### [TASK BRIEF]
Copy out all lines bearing the word "cube" from the listing below.

### [SOURCE DATA]

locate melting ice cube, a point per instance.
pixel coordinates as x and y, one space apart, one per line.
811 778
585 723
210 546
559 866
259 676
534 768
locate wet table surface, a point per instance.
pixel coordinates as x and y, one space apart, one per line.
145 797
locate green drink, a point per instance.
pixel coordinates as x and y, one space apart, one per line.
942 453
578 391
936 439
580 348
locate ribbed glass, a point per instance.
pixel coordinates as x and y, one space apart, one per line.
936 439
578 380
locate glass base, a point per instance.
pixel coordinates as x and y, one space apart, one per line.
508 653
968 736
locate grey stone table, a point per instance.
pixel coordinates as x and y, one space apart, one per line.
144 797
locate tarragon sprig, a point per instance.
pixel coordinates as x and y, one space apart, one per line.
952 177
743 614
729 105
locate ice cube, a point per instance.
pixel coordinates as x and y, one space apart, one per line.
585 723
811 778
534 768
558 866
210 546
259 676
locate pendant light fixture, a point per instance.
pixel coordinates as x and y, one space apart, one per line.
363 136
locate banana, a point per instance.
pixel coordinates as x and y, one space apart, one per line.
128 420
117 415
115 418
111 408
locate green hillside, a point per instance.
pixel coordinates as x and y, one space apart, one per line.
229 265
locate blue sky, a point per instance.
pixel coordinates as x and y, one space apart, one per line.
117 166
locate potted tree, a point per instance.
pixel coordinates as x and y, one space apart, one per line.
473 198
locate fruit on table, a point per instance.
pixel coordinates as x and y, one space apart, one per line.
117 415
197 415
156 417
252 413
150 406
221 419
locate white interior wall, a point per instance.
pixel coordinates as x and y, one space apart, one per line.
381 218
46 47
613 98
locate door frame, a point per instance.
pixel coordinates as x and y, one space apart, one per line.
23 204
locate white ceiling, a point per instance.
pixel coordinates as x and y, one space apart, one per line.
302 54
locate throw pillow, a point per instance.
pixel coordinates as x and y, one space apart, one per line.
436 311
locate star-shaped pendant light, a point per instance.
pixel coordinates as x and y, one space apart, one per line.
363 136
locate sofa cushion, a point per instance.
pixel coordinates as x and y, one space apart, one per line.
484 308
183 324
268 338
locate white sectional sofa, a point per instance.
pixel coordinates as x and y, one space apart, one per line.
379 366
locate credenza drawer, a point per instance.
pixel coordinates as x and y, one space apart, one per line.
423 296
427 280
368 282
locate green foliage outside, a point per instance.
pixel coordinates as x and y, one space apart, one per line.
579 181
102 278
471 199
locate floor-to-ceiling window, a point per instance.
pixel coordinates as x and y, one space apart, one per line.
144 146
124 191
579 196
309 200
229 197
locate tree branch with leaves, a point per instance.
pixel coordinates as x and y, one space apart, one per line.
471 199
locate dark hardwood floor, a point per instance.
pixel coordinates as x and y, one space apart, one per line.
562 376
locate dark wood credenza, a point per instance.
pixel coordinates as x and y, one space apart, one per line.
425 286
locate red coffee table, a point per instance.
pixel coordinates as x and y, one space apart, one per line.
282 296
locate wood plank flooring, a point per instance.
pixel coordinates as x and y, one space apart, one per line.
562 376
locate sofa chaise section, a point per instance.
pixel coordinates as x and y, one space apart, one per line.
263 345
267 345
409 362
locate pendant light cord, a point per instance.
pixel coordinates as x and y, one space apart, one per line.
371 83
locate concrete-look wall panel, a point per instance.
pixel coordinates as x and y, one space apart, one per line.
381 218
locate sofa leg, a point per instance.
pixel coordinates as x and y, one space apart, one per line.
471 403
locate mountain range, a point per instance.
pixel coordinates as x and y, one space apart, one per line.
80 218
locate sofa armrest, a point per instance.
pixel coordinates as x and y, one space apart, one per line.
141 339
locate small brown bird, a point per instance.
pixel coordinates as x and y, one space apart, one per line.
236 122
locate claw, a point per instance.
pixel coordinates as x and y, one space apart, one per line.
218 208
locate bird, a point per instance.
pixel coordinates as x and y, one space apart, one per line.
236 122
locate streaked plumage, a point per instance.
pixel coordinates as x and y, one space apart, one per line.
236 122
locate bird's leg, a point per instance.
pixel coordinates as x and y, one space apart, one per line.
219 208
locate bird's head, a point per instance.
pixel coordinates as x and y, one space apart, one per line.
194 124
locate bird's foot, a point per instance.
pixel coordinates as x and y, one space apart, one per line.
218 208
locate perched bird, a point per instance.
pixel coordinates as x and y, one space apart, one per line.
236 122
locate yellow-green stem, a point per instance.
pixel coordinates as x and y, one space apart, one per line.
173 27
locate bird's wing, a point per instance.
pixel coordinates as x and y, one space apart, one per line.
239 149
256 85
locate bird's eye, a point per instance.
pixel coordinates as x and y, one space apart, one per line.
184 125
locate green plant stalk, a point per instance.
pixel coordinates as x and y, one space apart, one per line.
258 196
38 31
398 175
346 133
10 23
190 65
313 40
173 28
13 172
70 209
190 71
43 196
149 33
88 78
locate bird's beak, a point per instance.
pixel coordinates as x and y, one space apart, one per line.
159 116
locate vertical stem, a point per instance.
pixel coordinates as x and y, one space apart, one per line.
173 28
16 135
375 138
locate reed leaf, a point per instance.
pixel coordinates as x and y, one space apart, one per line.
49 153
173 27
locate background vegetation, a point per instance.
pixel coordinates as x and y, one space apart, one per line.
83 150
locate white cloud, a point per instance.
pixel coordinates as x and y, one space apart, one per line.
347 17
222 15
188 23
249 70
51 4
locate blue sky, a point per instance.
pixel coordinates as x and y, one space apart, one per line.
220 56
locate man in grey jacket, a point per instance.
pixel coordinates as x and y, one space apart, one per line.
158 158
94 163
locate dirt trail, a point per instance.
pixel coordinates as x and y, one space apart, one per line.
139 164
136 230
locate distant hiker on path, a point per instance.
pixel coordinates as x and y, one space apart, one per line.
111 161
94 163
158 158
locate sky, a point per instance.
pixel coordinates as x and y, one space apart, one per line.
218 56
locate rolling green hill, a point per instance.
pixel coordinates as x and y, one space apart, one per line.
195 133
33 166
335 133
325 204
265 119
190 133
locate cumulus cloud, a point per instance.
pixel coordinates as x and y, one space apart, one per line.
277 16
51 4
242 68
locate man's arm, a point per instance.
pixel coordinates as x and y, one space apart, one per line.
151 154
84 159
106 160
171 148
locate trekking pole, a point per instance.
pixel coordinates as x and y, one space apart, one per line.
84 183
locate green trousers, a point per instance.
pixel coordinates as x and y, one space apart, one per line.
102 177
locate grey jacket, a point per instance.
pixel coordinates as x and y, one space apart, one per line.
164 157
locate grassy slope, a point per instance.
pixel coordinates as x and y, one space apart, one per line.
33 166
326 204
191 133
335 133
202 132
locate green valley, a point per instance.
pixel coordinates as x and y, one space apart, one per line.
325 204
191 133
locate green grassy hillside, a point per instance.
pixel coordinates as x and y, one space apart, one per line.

### [SOLUTION TO THIS PROBLEM]
locate melting ice cube, a point per instance.
locate ice cube, a point per instance.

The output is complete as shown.